* **Excerpted passage**
It would be nice to check this already when acoular is installed, however, I don't know how to do this cleanly atm. For now, we could at least check if libtbb-dev is installed by doing something like

import subprocess
dpkg = subprocess.Popen(('dpkg', '-l'), stdout=subprocess.PIPE)
result = str(subprocess.check_output(('grep', 'libtbb'), stdin=dpkg.stdout))
version = [s.split(':')[0] for s in result.split(' ') if 'libtbb' in s]
if version is []:
    print('warning')

esarradj · 2024-04-09T13:23:29Z

I would absolutely avoid to interfere with the install process. It is already complicated enough to have a solution where this works for pip + conda with 5 different python versions and 3 different OS.

esarradj · 2024-04-09T13:23:32Z

Do we know if this still happens with more recent Numba versions. This Numba issue hints that the problem with no accessible TBB is resolved?

With Acoular 23.6 out, we can indeed install recent versions of all packages (except for sklearn).

esarradj · 2024-04-09T13:23:35Z

The problem seems to be the versions installed via pip. With these, neither tbb, omp or workqueue use all cores despite the setting to use just 1 thread.

Moreover, numba from pypi does not depend on tbb. Therefore, omp is always used on a fresh install. If no limit to the number of threads is set, this means it takes forever.

Moreover, the numba/numpy whatever ?? from pypi is much much slower than the conda versions. They do not use any speedups from MKL and the like. While there is intel-numpy on pypi, it is not possible to install this along acoular.

esarradj · 2024-04-09T13:23:38Z

Possible workarounds:

tbb as extra dependency for Acoular, enforcing either tbb or workqueue at start
warning if no MKL speedups available

esarradj · 2024-04-09T13:23:41Z

As of today I am no longer able to reproduce the problem.
When the problem disappeared from my pip-created acoular environment. I did create a new one from scratch:
conda create -n ac311a python=3.11
pip install acoular
and the runtime with unlimited threads (8 in this case) was 3.1 s (1 thread: 12.1 s)

I suspect that some OMP component from the system is used that was updated in the meantime. This is exceptionally hard to debug.

esarradj · 2024-04-09T13:23:44Z

I was still not able to reproduce even with a fresh install of anaconda on compute2. However, by changing to BeamformerCleansc and more coarse grid, the problem arises again.
**Workaround: ** set environment OPENBLAS_NUM_THREADS=1 . This is recommended by OpenBLAS themselves. With pip its is always OpenBLAS and not MKL that gets installed and is responsible for the thread overloading. Unfortunately there is no way to set the OpenBLAS number of threads after importing numpy.

* **Short task A**
List every timestamp posted in the forum thread on Acoular thread usage, in the order it appears.
* **Short task B**
Extend the forum thread on Acoular thread usage with a few sentences that follow on from its final line.

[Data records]
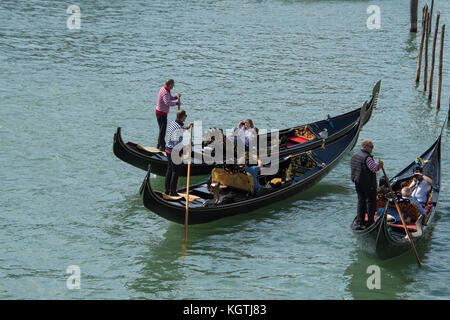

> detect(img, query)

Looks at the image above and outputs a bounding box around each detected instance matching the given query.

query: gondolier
[165,109,193,196]
[351,140,383,229]
[155,79,181,151]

* **Exercise result A**
2024-04-09T13:23:29Z
2024-04-09T13:23:32Z
2024-04-09T13:23:35Z
2024-04-09T13:23:38Z
2024-04-09T13:23:41Z
2024-04-09T13:23:44Z

* **Exercise result B**
One possible solution could be to use the threadpool module, but I am not sure how this can be implemented easily 😦

adku1173 · 2024-04-09T13:23:47Z

I did a fresh install based on mamba:

mamba create -n test python=3.11
mamba install -c acoular acoular

Resulting in:

/home/kujawski/mambaforge/envs/test/lib/python3.11/site-packages/numba/np/ufunc/parallel.py:371: NumbaWarning: The TBB threading layer requires TBB version 2021 update 6 or later i.e., TBB_INTERFACE_VERSION >= 12060. Found TBB_INTERFACE_VERSION = 12050. The TBB threading layer is disabled.
  warnings.warn(problem)
5.321517467498779
Threading layer chosen: omp

And a fresh pip env install with:

python3 -m venv .venv
source .venv/bin/activate
pip install acoular

Both resulting in:

NumbaWarning: The TBB threading layer requires TBB version 2021 update 6 or later i.e., TBB_INTERFACE_VERSION >= 12060. Found TBB_INTERFACE_VERSION = 12050. The TBB threading layer is disabled.
  warnings.warn(problem)
5.542165279388428
Threading layer chosen: omp

I can even install the tbb package with pip install tbb
and find the corrsponding libtbb.so with find / -name libtbb.so 2>/dev/null in /home/kujawski/Desktop/.venv/lib/libtbb.so.
However, numba still ignores this and uses the system library at /usr/lib/x86_64-linux-gnu/libtbb.so which is version 12050 according to

echo /usr/lib/x86_64-linux-gnu/libtbb.so | python3 -c 'import ctypes;print(ctypes.CDLL(input()).TBB_runtime_interface_version())'

If I install tbb before installing Acoular (and Numba), the environment specific libtbb.so is used.

esarradj · 2024-04-09T13:23:50Z

As I wrote above it seems that not OMP but OpenBLAS is the real problem.

Maybe the problem vanished miraculously from the changes introduced in !227 ? The overloading problem resulted from OpenBLAS calls from Numba compiled parallel multithreaded functions. If the functions no longer calls OpenBLAS, the problem is gone. This is just a hypothesis and hard to analyze. Does the problem return if Acoular prior to !227 is used?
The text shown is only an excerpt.